页面文本
──────
Solr4.8.0源码分析(6)之非排序查询

上篇文章简单介绍了Solr的查询流程,本文开始将详细介绍下查询的细节。查询主要分为排序查询和非排序查询,由于两者走的是两个分支,所以本文先介绍下非排序的查询。

查询的流程主要在SolrIndexSearch.getDocListC(QueryResult qr, QueryCommand cmd),顾名思义该函数对queryResultCache进行处理,并根据查询条件选择进入排序查询还是非排序查询。

1   /**
2 * getDocList version that uses+populates query and filter caches.
* In the event of a timeout, the cache is not populated.
*/
private void getDocListC(QueryResult qr, QueryCommand cmd) throws IOException {
DocListAndSet out = new DocListAndSet();
qr.setDocListAndSet(out);
QueryResultKey key=null;
int maxDocRequested = cmd.getOffset() + cmd.getLen(); //当有偏移的查询产生,Solr首先会获取cmd.getOffset()+cmd.getLen()个的doc id然后                                    //再根据偏移量获取子集,所以maxDocRequested是实际的查询个数。
// check for overflow, and check for # docs in index
if (maxDocRequested < 0 || maxDocRequested > maxDoc()) maxDocRequested = maxDoc();// 最多的情况获取所有doc id
int supersetMaxDoc= maxDocRequested;
DocList superset = null; int flags = cmd.getFlags();
Query q = cmd.getQuery();
if (q instanceof ExtendedQuery) {
ExtendedQuery eq = (ExtendedQuery)q;
if (!eq.getCache()) {
flags |= (NO_CHECK_QCACHE | NO_SET_QCACHE | NO_CHECK_FILTERCACHE);
}
} // we can try and look up the complete query in the cache.
// we can't do that if filter!=null though (we don't want to
// do hashCode() and equals() for a big DocSet).
// 先从查询结果的缓存区查找是否出现过该条件的查询,若出现过则返回缓存的结果.关于缓存的内容将会独立写一篇文章
if (queryResultCache != null && cmd.getFilter()==null
&& (flags & (NO_CHECK_QCACHE|NO_SET_QCACHE)) != ((NO_CHECK_QCACHE|NO_SET_QCACHE)))
{
// all of the current flags can be reused during warming,
// so set all of them on the cache key.
key = new QueryResultKey(q, cmd.getFilterList(), cmd.getSort(), flags);
if ((flags & NO_CHECK_QCACHE)==0) {
superset = queryResultCache.get(key); if (superset != null) {
// check that the cache entry has scores recorded if we need them
if ((flags & GET_SCORES)==0 || superset.hasScores()) {
// NOTE: subset() returns null if the DocList has fewer docs than
// requested
out.docList = superset.subset(cmd.getOffset(),cmd.getLen()); //如果有缓存,就从中去除一部分子集
}
}
if (out.docList != null) {
// found the docList in the cache... now check if we need the docset too.
──────
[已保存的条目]
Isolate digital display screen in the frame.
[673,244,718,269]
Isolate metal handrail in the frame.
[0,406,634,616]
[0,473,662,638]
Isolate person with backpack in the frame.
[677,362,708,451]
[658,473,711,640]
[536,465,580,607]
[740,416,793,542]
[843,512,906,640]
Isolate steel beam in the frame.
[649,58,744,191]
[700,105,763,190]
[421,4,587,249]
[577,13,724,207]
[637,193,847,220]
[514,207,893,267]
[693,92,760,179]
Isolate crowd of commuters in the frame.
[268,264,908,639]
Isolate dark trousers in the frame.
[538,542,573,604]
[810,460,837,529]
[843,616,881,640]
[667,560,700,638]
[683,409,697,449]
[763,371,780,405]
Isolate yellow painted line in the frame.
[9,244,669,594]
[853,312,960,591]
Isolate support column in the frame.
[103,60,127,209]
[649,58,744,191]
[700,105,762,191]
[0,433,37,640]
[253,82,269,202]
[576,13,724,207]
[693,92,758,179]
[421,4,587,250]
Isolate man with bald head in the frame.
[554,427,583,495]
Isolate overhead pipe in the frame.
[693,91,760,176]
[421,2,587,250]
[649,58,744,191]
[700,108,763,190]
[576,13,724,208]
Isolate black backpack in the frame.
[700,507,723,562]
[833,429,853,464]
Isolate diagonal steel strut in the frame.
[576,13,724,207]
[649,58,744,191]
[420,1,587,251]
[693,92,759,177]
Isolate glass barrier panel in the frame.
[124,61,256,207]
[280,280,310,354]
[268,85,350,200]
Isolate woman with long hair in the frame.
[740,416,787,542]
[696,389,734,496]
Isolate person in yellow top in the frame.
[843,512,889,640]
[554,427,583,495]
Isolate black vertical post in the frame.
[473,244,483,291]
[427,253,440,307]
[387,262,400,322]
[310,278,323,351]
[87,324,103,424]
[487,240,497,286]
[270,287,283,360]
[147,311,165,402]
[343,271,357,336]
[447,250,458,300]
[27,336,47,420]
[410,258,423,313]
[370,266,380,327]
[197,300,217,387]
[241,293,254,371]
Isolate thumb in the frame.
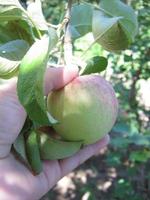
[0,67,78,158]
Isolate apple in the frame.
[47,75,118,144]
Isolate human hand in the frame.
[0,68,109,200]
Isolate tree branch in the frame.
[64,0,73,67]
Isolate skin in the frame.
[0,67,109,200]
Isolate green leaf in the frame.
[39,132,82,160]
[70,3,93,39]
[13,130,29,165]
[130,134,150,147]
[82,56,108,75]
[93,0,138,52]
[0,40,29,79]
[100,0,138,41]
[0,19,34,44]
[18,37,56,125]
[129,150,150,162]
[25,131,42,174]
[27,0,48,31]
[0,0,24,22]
──────
简短任务 1
根据页面文本回答以下问题:
(a) 查询主要分为哪两类?
(b) 查询的流程主要在哪个函数中?
(c) maxDocRequested 由哪两个值相加得到?
简短任务 2
判断下列说法是否与页面文本相符,并逐条引用原文中起决定作用的语句:
(a) 本文先介绍排序查询。
(b) 若 maxDocRequested 小于 0 或大于 maxDoc(),则将其设为 maxDoc()。
(c) 发生超时时,缓存不会被填充。
简短任务 3
请重写页面文本中的一段:从含有"Solr4.8.0源码分析(6)之非排序查询"的地方开始,到"and filter caches."为止,并把其中的"非排序查询"替换为"无排序查询"。

任务答案 1
(a) 排序查询和非排序查询。
(b) SolrIndexSearch.getDocListC(QueryResult qr, QueryCommand cmd)。
(c) cmd.getOffset() 与 cmd.getLen()。

任务答案 2
(a) 否。"所以本文先介绍下非排序的查询。"
(b) 是。"if (maxDocRequested < 0 || maxDocRequested > maxDoc()) maxDocRequested = maxDoc();"
(c) 是。"In the event of a timeout, the cache is not populated."

任务答案 3
Solr4.8.0源码分析(6)之无排序查询

上篇文章简单介绍了Solr的查询流程,本文开始将详细介绍下查询的细节。查询主要分为排序查询和无排序查询,由于两者走的是两个分支,所以本文先介绍下非排序的查询。

查询的流程主要在SolrIndexSearch.getDocListC(QueryResult qr, QueryCommand cmd),顾名思义该函数对queryResultCache进行处理,并根据查询条件选择进入排序查询还是无排序查询。

1   /**
2 * getDocList version that uses+populates query and filter caches.